Will you restate verbatim the lines running from the line with "target | baby's face" to the end of the data, leaving out everything else?

[Begin Material shown]

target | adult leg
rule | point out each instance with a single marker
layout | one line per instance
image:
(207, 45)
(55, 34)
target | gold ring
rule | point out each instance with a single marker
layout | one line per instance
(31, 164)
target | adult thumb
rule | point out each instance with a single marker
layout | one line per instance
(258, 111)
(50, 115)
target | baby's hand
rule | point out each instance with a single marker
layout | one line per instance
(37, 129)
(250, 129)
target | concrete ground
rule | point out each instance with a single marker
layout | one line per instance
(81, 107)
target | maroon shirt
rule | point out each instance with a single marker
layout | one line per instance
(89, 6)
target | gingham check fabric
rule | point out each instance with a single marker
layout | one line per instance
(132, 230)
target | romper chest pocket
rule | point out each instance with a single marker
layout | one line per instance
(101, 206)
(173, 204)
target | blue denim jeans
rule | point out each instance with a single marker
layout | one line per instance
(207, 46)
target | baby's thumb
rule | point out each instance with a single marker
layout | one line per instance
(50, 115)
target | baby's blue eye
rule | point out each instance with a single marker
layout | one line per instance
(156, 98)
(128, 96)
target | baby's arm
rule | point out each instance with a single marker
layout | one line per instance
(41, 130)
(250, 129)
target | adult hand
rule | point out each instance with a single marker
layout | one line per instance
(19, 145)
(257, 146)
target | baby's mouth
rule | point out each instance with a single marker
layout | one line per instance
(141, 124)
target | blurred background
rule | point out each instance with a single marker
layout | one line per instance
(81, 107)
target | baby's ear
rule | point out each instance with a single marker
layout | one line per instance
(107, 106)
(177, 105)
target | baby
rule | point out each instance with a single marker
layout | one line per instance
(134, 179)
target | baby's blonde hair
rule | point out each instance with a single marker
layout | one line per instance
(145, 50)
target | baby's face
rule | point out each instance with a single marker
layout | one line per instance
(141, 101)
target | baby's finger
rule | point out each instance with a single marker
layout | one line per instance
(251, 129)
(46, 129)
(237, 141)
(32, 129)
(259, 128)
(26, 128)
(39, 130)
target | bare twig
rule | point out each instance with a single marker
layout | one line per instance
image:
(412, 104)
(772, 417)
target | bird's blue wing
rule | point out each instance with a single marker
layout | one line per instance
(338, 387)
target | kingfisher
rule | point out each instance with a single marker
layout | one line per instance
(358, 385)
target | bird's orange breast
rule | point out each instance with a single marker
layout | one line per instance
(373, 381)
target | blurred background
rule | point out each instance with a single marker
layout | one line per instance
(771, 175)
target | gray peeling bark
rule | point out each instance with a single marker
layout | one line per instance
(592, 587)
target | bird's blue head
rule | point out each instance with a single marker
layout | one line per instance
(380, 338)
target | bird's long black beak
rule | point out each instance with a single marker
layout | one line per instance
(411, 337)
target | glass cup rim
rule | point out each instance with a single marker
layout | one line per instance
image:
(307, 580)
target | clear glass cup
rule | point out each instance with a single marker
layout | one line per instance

[End Material shown]

## Answer to this task
target | baby's face
rule | point out each instance with a single marker
layout | one line per instance
(141, 101)
target | baby's finger
rule | point out each instance with a single marker
layout | one line per instance
(251, 129)
(46, 129)
(237, 141)
(32, 129)
(259, 128)
(26, 128)
(39, 130)
target | bare twig
rule | point out each instance with a single marker
layout | one line per instance
image:
(412, 104)
(772, 417)
target | bird's blue wing
rule | point out each instance with a single marker
layout | one line per instance
(338, 387)
target | kingfisher
rule | point out each instance with a single marker
layout | one line per instance
(358, 385)
target | bird's orange breast
rule | point out each instance with a single marker
layout | one line per instance
(373, 381)
target | blurred background
rule | point out each instance with a single marker
layout | one line per instance
(771, 175)
target | gray peeling bark
rule | point out each instance with a single marker
layout | one line per instance
(592, 587)
target | bird's blue head
rule | point out each instance with a single marker
layout | one line per instance
(380, 338)
target | bird's long black beak
rule | point out each instance with a single marker
layout | one line per instance
(411, 337)
target | glass cup rim
rule | point out each instance with a single marker
layout | one line per instance
image:
(307, 580)
target | clear glass cup
rule | point out each instance with a single marker
layout | one line per instance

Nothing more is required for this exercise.